▶ [JOB]:
Starting with the line containing "A single point falls on each instance of the snow-covered" and continuing through the end of the records, copy these lines again with the requests included, multiplying every coordinate in the answers by 2.4 and rounding to whole numbers, with halves rounded up. Numbers in the requests and their format samples stay as they are.

Coordinate annotation records
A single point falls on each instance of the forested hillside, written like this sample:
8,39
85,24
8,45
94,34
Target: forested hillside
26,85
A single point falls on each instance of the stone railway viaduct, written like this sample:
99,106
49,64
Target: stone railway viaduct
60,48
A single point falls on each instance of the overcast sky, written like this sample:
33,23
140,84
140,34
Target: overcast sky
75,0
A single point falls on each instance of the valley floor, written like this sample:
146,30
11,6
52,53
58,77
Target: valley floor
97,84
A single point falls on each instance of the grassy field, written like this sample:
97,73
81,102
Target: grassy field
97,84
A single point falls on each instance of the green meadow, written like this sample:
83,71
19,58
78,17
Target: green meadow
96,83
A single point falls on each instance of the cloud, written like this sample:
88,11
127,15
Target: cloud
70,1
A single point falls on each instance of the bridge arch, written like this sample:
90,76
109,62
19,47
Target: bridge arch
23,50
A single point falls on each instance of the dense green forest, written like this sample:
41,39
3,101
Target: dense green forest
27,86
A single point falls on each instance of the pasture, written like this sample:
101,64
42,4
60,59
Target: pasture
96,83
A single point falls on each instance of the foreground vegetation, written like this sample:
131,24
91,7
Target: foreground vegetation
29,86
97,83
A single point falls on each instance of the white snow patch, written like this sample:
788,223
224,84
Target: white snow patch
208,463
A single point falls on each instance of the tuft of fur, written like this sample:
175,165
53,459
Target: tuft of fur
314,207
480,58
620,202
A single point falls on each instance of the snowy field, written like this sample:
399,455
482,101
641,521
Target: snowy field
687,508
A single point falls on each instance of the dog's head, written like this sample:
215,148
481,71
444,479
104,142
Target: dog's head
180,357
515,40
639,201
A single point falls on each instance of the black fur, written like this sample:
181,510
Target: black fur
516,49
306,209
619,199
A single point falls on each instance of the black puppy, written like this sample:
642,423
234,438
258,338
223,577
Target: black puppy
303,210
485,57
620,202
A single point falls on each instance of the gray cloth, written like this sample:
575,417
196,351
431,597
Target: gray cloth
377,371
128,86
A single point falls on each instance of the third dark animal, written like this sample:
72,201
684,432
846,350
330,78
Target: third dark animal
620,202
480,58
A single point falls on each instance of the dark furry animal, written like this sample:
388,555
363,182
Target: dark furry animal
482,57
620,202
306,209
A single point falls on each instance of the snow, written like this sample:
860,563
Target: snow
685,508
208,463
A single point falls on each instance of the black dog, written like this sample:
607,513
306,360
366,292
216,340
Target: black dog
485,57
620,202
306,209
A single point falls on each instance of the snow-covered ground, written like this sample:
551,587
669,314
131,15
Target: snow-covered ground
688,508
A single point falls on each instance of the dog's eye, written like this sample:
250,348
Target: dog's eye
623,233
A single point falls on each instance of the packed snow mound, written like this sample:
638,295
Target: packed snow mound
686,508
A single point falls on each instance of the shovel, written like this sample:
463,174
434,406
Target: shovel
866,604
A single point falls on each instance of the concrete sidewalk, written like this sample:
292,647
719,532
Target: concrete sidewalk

▶ [WRITTEN SOLUTION]:
A single point falls on each instance of the snow-covered ground, written like this sample:
551,587
669,314
131,15
Target: snow-covered ground
1651,1219
A single point falls on each instance of the dog's eye, written like this sample:
250,348
Target: dog's eye
1495,559
A single point falls on each instance of the packed snow mound, written like this sample:
638,295
Target: packed snow mound
1646,1219
A single point falls on each instance of the shovel, written like this sample:
463,174
434,406
Target: shovel
2078,1450
A single point falls on each instance of the concrete sidewalk, written like this sample:
292,647
719,532
Target: concrete sidewalk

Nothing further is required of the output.